第2 【事業の状況】

 

1 【経営方針、経営環境及び対処すべき課題等】

(1) 会社の経営の基本方針

当社は、経営基本方針として「積極経営」「技術錬磨」「人間尊重」を掲げております。この基本方針のもと、電力機器事業では、信頼性の高い製品を提供することにより、電力事業の一端を担い、電力の安定供給に寄与しております。また、回転機事業では、小型モータおよびモータ応用製品ならびに電子機器等の分野において高性能で高品質な製品を開発することにより、社会生活の向上に貢献しております。

(2) 中長期的な会社の経営戦略と優先的に対処すべき課題

当社グループを取巻く事業環境は、空調市場が足元で調整局面となっておりますが、脱炭素化の流れやDXの進展などの社会環境の変化から、中長期的には、再生可能エネルギー関連の電力機器需要増加やヒートポンプの市場拡大、電動車の更なる普及、半導体パッケージ基板の需要拡大と高度化・多層化が見込まれます。

こうした環境変化に迅速に対処するため、当社は2028年度を最終年度とする、新たな5年間計画「中期経営計画2028」を策定いたしました。この計画では基本方針の「新製品・新事業の発掘・育成」「ものづくり力の強化」「経営基盤の強化」により、信頼と品質を高め、持続的な成長と企業価値の向上を目指してまいります。

 

2 【サステナビリティに関する考え方及び取組】

当社グループのサステナビリティに関する考え方および取り組みは、次のとおりであります。
.....
上の引用文で、当社が経営基本方針として掲げている三つの言葉は何か。

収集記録
.....
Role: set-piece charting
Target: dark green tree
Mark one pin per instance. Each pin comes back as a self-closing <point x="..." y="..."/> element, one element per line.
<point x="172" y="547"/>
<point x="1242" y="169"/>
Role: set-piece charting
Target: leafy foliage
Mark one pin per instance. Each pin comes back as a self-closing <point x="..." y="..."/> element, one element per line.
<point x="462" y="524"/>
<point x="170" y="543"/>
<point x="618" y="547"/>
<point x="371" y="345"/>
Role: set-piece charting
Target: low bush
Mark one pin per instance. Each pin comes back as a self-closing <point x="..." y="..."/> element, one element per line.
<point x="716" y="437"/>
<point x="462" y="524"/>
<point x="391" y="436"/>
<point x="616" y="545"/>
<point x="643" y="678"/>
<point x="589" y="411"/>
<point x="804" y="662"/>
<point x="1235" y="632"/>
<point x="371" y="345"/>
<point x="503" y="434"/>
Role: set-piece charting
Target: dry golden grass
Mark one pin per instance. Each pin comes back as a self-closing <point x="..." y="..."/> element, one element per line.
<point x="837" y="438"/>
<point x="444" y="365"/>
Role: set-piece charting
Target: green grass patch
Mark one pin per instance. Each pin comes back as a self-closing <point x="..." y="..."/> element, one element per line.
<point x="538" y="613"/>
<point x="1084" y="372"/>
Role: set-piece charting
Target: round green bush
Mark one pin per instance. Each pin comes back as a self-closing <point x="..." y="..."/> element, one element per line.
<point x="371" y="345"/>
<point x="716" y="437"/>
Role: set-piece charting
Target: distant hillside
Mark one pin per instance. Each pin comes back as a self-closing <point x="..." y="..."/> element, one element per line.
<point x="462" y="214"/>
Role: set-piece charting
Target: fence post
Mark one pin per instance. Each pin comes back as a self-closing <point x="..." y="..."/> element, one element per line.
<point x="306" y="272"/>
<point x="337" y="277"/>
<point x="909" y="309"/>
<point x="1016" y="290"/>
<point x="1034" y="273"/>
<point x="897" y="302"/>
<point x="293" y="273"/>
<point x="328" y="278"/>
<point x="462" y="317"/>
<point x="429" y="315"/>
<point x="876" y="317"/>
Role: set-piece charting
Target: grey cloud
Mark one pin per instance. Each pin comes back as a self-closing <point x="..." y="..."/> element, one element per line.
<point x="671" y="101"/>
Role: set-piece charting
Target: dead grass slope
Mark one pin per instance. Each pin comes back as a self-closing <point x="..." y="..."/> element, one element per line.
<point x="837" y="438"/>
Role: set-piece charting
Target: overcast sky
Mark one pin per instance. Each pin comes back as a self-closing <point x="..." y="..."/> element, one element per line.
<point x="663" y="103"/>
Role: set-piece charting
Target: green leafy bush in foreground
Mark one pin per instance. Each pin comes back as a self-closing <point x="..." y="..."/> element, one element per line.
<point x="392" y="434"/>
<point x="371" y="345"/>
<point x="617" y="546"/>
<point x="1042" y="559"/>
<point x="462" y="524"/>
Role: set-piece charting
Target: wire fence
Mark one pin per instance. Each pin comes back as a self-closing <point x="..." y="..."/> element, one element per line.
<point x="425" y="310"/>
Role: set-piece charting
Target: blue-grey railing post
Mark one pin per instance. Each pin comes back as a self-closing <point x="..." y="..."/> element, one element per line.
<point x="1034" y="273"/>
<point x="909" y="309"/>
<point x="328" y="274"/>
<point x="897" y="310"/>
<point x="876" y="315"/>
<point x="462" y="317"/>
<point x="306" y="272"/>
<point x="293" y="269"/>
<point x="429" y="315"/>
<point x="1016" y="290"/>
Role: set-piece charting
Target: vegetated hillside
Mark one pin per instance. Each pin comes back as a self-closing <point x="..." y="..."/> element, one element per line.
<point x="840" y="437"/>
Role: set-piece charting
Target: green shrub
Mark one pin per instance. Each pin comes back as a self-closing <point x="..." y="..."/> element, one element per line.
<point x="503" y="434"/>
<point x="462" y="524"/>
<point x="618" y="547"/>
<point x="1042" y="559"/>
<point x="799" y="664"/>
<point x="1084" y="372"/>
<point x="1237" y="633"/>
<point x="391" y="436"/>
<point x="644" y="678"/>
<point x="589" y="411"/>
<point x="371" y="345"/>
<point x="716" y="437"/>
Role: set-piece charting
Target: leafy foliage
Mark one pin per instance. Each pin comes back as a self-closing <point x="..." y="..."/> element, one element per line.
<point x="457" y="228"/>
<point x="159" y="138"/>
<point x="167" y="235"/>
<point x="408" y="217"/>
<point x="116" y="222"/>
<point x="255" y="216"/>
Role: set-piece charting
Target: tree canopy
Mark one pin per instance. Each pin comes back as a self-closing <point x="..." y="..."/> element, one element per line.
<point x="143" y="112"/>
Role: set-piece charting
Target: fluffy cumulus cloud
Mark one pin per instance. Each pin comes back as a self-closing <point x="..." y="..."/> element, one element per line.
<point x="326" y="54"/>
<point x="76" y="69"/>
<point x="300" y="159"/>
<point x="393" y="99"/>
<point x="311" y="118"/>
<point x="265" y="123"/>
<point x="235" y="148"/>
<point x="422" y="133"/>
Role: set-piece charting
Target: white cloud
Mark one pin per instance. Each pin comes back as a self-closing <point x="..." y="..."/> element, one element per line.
.....
» 解答:
「積極経営」「技術錬磨」「人間尊重」の三つである。